Picture shape labeling items:
>>
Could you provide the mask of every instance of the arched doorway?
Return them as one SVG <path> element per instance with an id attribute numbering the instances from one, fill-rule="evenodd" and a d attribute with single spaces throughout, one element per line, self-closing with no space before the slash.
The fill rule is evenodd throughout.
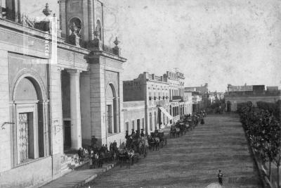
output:
<path id="1" fill-rule="evenodd" d="M 70 25 L 72 25 L 73 23 L 77 27 L 77 35 L 79 37 L 81 37 L 81 28 L 82 28 L 82 26 L 81 26 L 81 23 L 80 19 L 78 18 L 76 18 L 76 17 L 72 18 L 70 20 Z M 71 33 L 71 32 L 70 33 Z"/>
<path id="2" fill-rule="evenodd" d="M 231 102 L 230 101 L 226 102 L 226 108 L 228 109 L 228 112 L 231 112 Z"/>
<path id="3" fill-rule="evenodd" d="M 152 114 L 150 113 L 150 130 L 152 130 Z"/>
<path id="4" fill-rule="evenodd" d="M 119 132 L 119 127 L 117 126 L 117 102 L 115 87 L 112 84 L 107 85 L 105 95 L 107 133 L 117 133 Z"/>
<path id="5" fill-rule="evenodd" d="M 102 27 L 101 27 L 100 21 L 99 20 L 98 20 L 96 22 L 96 31 L 98 32 L 99 39 L 100 41 L 103 40 Z"/>
<path id="6" fill-rule="evenodd" d="M 15 164 L 48 155 L 48 104 L 42 84 L 32 76 L 21 77 L 13 92 Z"/>

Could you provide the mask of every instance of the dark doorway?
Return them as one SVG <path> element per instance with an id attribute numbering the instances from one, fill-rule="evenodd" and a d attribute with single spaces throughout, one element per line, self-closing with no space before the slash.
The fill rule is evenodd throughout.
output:
<path id="1" fill-rule="evenodd" d="M 71 122 L 70 120 L 63 121 L 64 126 L 64 149 L 67 150 L 71 147 Z"/>
<path id="2" fill-rule="evenodd" d="M 140 130 L 140 119 L 136 120 L 136 129 L 138 131 Z"/>
<path id="3" fill-rule="evenodd" d="M 159 124 L 159 127 L 160 127 L 161 123 L 162 123 L 162 117 L 161 117 L 161 110 L 158 108 L 158 124 Z M 159 129 L 160 129 L 160 127 L 159 127 Z"/>
<path id="4" fill-rule="evenodd" d="M 231 111 L 231 103 L 230 101 L 228 101 L 226 102 L 226 107 L 228 108 L 228 112 L 230 112 Z"/>

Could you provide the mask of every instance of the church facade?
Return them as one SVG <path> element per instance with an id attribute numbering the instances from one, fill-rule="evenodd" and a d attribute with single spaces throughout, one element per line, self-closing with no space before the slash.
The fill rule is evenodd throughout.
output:
<path id="1" fill-rule="evenodd" d="M 117 39 L 115 47 L 104 44 L 103 5 L 58 3 L 59 24 L 48 5 L 38 23 L 20 15 L 20 0 L 1 5 L 1 187 L 60 177 L 65 151 L 93 137 L 98 144 L 124 142 L 126 59 Z"/>

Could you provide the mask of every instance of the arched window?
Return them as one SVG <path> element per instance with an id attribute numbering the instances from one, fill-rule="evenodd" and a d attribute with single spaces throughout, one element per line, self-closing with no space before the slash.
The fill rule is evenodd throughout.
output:
<path id="1" fill-rule="evenodd" d="M 78 18 L 72 18 L 70 21 L 70 25 L 72 25 L 73 23 L 74 23 L 75 26 L 78 28 L 77 35 L 79 37 L 81 37 L 81 23 L 80 19 Z M 71 32 L 70 34 L 71 34 Z"/>
<path id="2" fill-rule="evenodd" d="M 150 130 L 152 130 L 152 114 L 150 113 Z"/>
<path id="3" fill-rule="evenodd" d="M 117 101 L 115 89 L 110 84 L 106 89 L 106 124 L 108 133 L 117 133 Z"/>
<path id="4" fill-rule="evenodd" d="M 157 126 L 157 115 L 156 112 L 154 112 L 154 126 L 155 129 L 156 129 Z"/>
<path id="5" fill-rule="evenodd" d="M 44 109 L 39 84 L 30 77 L 20 80 L 15 87 L 16 164 L 47 155 L 47 140 L 44 134 L 46 132 L 44 117 L 47 114 Z"/>

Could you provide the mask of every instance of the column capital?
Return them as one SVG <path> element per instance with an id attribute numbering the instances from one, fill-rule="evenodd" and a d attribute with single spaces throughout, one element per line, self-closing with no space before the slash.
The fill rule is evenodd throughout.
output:
<path id="1" fill-rule="evenodd" d="M 67 72 L 70 73 L 70 75 L 74 75 L 80 74 L 82 71 L 79 70 L 67 70 Z"/>

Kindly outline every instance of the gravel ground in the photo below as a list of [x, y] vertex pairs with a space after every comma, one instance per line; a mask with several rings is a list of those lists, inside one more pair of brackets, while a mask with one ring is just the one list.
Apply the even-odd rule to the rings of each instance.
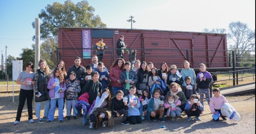
[[[171, 121], [167, 118], [164, 123], [158, 121], [149, 122], [143, 121], [142, 124], [125, 126], [121, 124], [122, 117], [115, 118], [114, 125], [112, 128], [100, 127], [94, 130], [89, 128], [89, 125], [81, 125], [82, 118], [69, 121], [65, 120], [59, 123], [56, 119], [57, 110], [55, 111], [55, 119], [54, 122], [44, 122], [30, 124], [27, 120], [28, 115], [26, 104], [24, 109], [21, 122], [14, 126], [18, 104], [18, 94], [15, 94], [15, 103], [12, 102], [12, 94], [0, 94], [0, 133], [163, 133], [171, 132], [174, 133], [255, 133], [255, 95], [229, 97], [227, 98], [230, 103], [236, 109], [241, 116], [238, 122], [228, 119], [227, 121], [221, 119], [215, 122], [212, 120], [209, 106], [205, 102], [205, 113], [200, 116], [202, 120], [186, 120], [187, 116], [178, 121]], [[33, 107], [34, 105], [33, 104]], [[43, 115], [43, 111], [41, 111]], [[35, 115], [33, 115], [34, 119]], [[165, 128], [160, 128], [165, 125]]]

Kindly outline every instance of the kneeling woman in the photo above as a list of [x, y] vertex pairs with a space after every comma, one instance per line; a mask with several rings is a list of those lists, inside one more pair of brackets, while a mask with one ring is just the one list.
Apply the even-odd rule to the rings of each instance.
[[[104, 121], [108, 121], [108, 127], [111, 127], [114, 124], [114, 120], [110, 111], [111, 105], [110, 92], [107, 88], [102, 90], [100, 96], [97, 96], [95, 102], [95, 104], [90, 113], [90, 120], [89, 127], [93, 127], [93, 123], [95, 123], [94, 127], [95, 129], [99, 128], [101, 124], [101, 126], [106, 126]], [[93, 104], [92, 105], [93, 106]]]
[[124, 92], [118, 90], [116, 92], [116, 95], [111, 99], [111, 111], [114, 117], [119, 117], [124, 114], [121, 124], [123, 125], [129, 125], [126, 120], [128, 114], [128, 105], [127, 102], [124, 101], [123, 97]]
[[[197, 100], [197, 102], [195, 102], [195, 99]], [[188, 115], [187, 120], [189, 121], [191, 119], [191, 116], [195, 116], [195, 119], [200, 121], [201, 119], [199, 116], [203, 110], [204, 107], [201, 103], [199, 102], [199, 98], [196, 95], [193, 95], [190, 97], [190, 101], [188, 101], [186, 104], [185, 109]]]

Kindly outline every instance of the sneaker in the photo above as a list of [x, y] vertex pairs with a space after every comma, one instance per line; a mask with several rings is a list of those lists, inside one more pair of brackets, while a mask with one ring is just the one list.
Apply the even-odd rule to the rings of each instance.
[[102, 125], [101, 125], [101, 127], [106, 127], [106, 125], [104, 123], [104, 122], [102, 123]]
[[124, 125], [129, 125], [128, 122], [126, 120], [124, 120], [122, 121], [122, 122], [121, 122], [121, 124]]
[[45, 120], [48, 120], [49, 119], [48, 119], [48, 117], [44, 116], [43, 117], [43, 119]]
[[42, 119], [41, 118], [38, 119], [37, 121], [39, 123], [43, 123], [43, 121], [42, 120]]
[[68, 120], [70, 120], [70, 116], [68, 116], [68, 117], [67, 117], [67, 119]]
[[143, 115], [141, 116], [141, 119], [142, 120], [145, 120], [145, 118], [144, 118], [144, 117], [143, 117]]
[[225, 118], [225, 117], [221, 116], [221, 118], [222, 118], [222, 119], [223, 119], [223, 120], [227, 120], [227, 119]]
[[17, 124], [19, 124], [19, 123], [20, 123], [20, 122], [17, 120], [16, 120], [15, 122], [14, 122], [14, 123], [13, 123], [13, 125], [16, 125]]
[[32, 119], [29, 120], [29, 123], [34, 123], [35, 122], [34, 122], [34, 120]]
[[199, 117], [195, 117], [195, 119], [198, 121], [201, 121], [201, 119], [199, 118]]
[[89, 126], [89, 128], [93, 128], [93, 123], [90, 122], [90, 125]]
[[162, 118], [159, 119], [159, 121], [160, 122], [165, 122], [165, 121]]

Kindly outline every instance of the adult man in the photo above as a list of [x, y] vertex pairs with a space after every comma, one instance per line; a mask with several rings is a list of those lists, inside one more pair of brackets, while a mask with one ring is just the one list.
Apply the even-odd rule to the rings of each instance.
[[[119, 39], [117, 41], [117, 42], [116, 42], [116, 48], [125, 49], [126, 48], [127, 45], [125, 45], [124, 42], [124, 36], [122, 35], [120, 36]], [[117, 54], [118, 58], [124, 58], [123, 56], [124, 51], [124, 49], [116, 50], [116, 54]]]
[[77, 79], [80, 81], [81, 79], [81, 76], [85, 73], [85, 68], [81, 65], [81, 58], [78, 56], [75, 58], [74, 60], [74, 64], [72, 66], [69, 67], [68, 73], [67, 74], [67, 77], [66, 77], [66, 82], [67, 82], [69, 78], [69, 75], [70, 73], [72, 71], [76, 72]]
[[[93, 62], [93, 63], [90, 65], [92, 66], [92, 72], [93, 73], [95, 71], [96, 71], [98, 70], [97, 67], [98, 66], [98, 64], [99, 63], [99, 62], [98, 62], [98, 59], [97, 56], [94, 55], [92, 57], [92, 61]], [[104, 66], [103, 67], [103, 69], [105, 69], [105, 70], [107, 72], [108, 71], [107, 69]]]

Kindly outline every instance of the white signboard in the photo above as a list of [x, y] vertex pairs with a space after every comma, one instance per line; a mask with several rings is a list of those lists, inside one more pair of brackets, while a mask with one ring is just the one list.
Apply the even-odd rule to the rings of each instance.
[[22, 60], [13, 60], [13, 80], [17, 80], [20, 73], [22, 71]]

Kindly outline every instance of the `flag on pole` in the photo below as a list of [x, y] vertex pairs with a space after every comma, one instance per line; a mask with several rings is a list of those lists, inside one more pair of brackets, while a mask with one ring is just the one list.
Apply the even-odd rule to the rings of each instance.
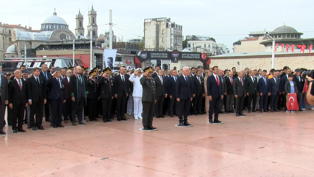
[[288, 98], [287, 99], [287, 109], [288, 111], [299, 110], [296, 93], [290, 93], [288, 96]]

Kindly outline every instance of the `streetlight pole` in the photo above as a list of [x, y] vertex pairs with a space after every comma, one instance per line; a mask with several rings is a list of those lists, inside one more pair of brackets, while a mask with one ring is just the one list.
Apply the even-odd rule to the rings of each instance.
[[269, 35], [267, 34], [266, 36], [268, 36], [272, 40], [273, 40], [273, 51], [272, 53], [272, 68], [275, 68], [275, 40], [273, 38]]

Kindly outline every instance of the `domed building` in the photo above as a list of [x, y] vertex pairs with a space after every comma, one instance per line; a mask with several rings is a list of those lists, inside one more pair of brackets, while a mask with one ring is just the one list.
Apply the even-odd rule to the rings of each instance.
[[[291, 50], [292, 44], [295, 45], [294, 49], [298, 48], [297, 45], [305, 45], [306, 49], [308, 49], [308, 46], [314, 44], [314, 38], [302, 39], [301, 38], [301, 35], [303, 35], [302, 33], [298, 32], [293, 28], [286, 26], [284, 24], [283, 26], [275, 29], [268, 34], [275, 40], [275, 43], [279, 44], [276, 50], [276, 52], [283, 52], [281, 47], [282, 44], [284, 44], [283, 49], [285, 52], [286, 51], [286, 44], [289, 45], [290, 47], [288, 50]], [[273, 50], [273, 40], [270, 38], [263, 40], [259, 44], [265, 46], [266, 52], [271, 52]]]

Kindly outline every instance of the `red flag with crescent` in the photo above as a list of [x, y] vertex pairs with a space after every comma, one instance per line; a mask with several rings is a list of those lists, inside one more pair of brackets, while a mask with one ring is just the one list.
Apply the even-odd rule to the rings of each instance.
[[293, 49], [294, 46], [294, 44], [291, 44], [291, 52], [292, 53], [294, 52], [294, 49]]
[[289, 111], [299, 110], [296, 93], [290, 93], [288, 95], [288, 98], [287, 99], [287, 109]]
[[274, 52], [276, 52], [276, 51], [277, 50], [277, 47], [278, 47], [278, 45], [279, 45], [279, 44], [278, 43], [276, 43], [276, 46], [275, 46], [275, 50]]
[[302, 45], [301, 46], [301, 49], [300, 49], [300, 53], [301, 53], [301, 52], [303, 52], [303, 53], [304, 53], [304, 50], [305, 50], [305, 45]]

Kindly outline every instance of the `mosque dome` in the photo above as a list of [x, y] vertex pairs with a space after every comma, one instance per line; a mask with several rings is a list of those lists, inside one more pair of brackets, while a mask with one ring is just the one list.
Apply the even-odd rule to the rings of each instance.
[[65, 20], [62, 18], [57, 16], [55, 9], [53, 14], [52, 16], [47, 18], [44, 20], [44, 22], [41, 24], [41, 31], [53, 31], [59, 28], [69, 29], [69, 25]]

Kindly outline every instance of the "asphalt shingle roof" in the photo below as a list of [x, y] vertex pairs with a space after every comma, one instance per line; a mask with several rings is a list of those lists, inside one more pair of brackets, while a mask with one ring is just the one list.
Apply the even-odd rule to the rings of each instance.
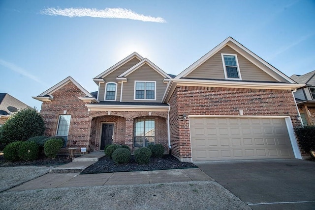
[[303, 75], [293, 75], [290, 77], [290, 78], [299, 84], [306, 84], [314, 76], [314, 74], [315, 74], [315, 70]]

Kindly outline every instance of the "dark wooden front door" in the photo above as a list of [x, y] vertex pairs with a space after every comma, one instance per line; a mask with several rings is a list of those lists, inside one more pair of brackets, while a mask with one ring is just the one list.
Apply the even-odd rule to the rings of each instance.
[[100, 140], [100, 150], [107, 144], [113, 143], [113, 134], [114, 133], [114, 124], [104, 123], [102, 126], [102, 136]]

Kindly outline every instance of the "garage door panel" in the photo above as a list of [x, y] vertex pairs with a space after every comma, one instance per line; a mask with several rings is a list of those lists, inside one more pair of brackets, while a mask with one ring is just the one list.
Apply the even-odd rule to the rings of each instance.
[[193, 161], [294, 157], [284, 118], [190, 117], [189, 121]]

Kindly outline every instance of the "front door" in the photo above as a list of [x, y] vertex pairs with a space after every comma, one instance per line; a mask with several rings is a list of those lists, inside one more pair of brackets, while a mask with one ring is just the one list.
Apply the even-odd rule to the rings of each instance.
[[104, 123], [102, 126], [102, 136], [100, 140], [100, 150], [104, 150], [105, 146], [113, 143], [114, 124]]

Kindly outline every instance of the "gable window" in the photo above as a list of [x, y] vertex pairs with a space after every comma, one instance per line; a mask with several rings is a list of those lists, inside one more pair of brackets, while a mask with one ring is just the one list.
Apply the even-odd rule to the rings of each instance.
[[106, 89], [105, 90], [105, 100], [116, 101], [117, 90], [117, 85], [116, 83], [109, 82], [106, 83]]
[[156, 100], [155, 81], [135, 81], [135, 100]]
[[233, 54], [221, 54], [226, 79], [241, 79], [240, 67], [237, 55]]
[[56, 135], [60, 136], [64, 140], [63, 147], [65, 147], [67, 144], [70, 120], [71, 115], [70, 115], [62, 114], [59, 115], [57, 133]]
[[136, 119], [134, 120], [134, 147], [147, 147], [151, 144], [154, 144], [155, 136], [154, 119]]
[[312, 95], [312, 99], [313, 100], [315, 100], [315, 87], [309, 87], [311, 95]]

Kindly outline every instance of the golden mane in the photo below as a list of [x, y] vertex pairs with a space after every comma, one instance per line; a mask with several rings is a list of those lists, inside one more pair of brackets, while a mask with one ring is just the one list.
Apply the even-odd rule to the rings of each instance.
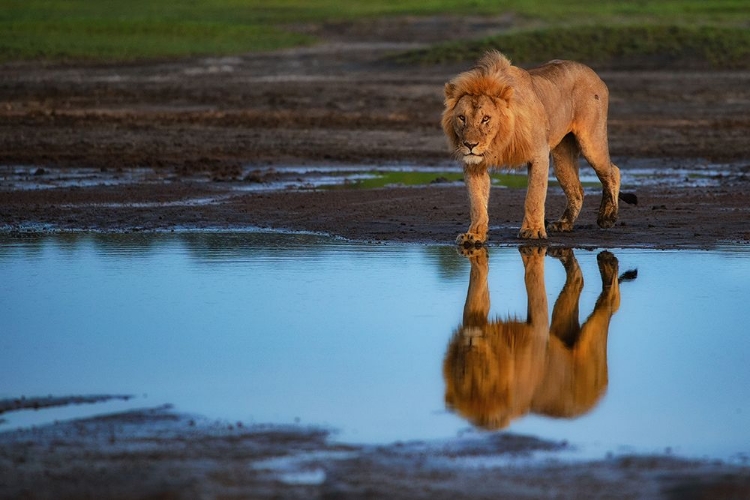
[[[491, 168], [528, 167], [529, 185], [518, 235], [547, 238], [566, 232], [581, 212], [583, 186], [578, 157], [583, 154], [602, 183], [597, 224], [617, 221], [620, 170], [607, 144], [609, 91], [591, 68], [574, 61], [551, 61], [525, 70], [500, 52], [487, 52], [472, 69], [445, 84], [441, 124], [456, 159], [463, 164], [471, 224], [456, 242], [467, 248], [487, 239]], [[567, 198], [557, 221], [545, 220], [550, 157]], [[634, 197], [623, 197], [635, 203]]]
[[533, 143], [533, 113], [525, 106], [527, 92], [518, 89], [510, 60], [496, 50], [487, 52], [477, 65], [459, 74], [445, 85], [443, 130], [455, 150], [458, 136], [453, 132], [453, 110], [465, 96], [487, 96], [496, 103], [496, 111], [503, 127], [493, 139], [487, 154], [487, 167], [520, 167], [531, 161]]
<<
Omit the pictures, and please restate word for word the lines running from the line with "Kindly outline every instance of the golden" to the end of the entries.

Written solution:
Kindly outline every instance of the golden mane in the photo below as a list of [x, y] vertex pairs with a space after every comma, one instance per line; a mask with several rings is a list of those lists, inside one more pair of brackets, while a mask with one ring is just the one list.
Apply the even-odd rule to the rings of each instance.
[[[491, 168], [528, 167], [529, 185], [518, 235], [547, 238], [566, 232], [581, 212], [583, 186], [578, 157], [583, 154], [602, 183], [597, 224], [617, 221], [620, 170], [607, 144], [609, 91], [591, 68], [574, 61], [551, 61], [525, 70], [500, 52], [487, 52], [472, 69], [445, 84], [441, 124], [456, 159], [463, 164], [471, 224], [456, 242], [467, 248], [487, 239]], [[567, 198], [557, 221], [545, 220], [550, 157]], [[634, 197], [623, 197], [635, 203]]]
[[533, 143], [533, 113], [525, 106], [527, 92], [518, 89], [510, 60], [496, 50], [487, 52], [477, 65], [459, 74], [445, 85], [443, 130], [455, 150], [458, 136], [453, 132], [453, 110], [465, 96], [487, 96], [496, 103], [496, 111], [503, 127], [493, 139], [487, 154], [487, 167], [520, 167], [531, 161]]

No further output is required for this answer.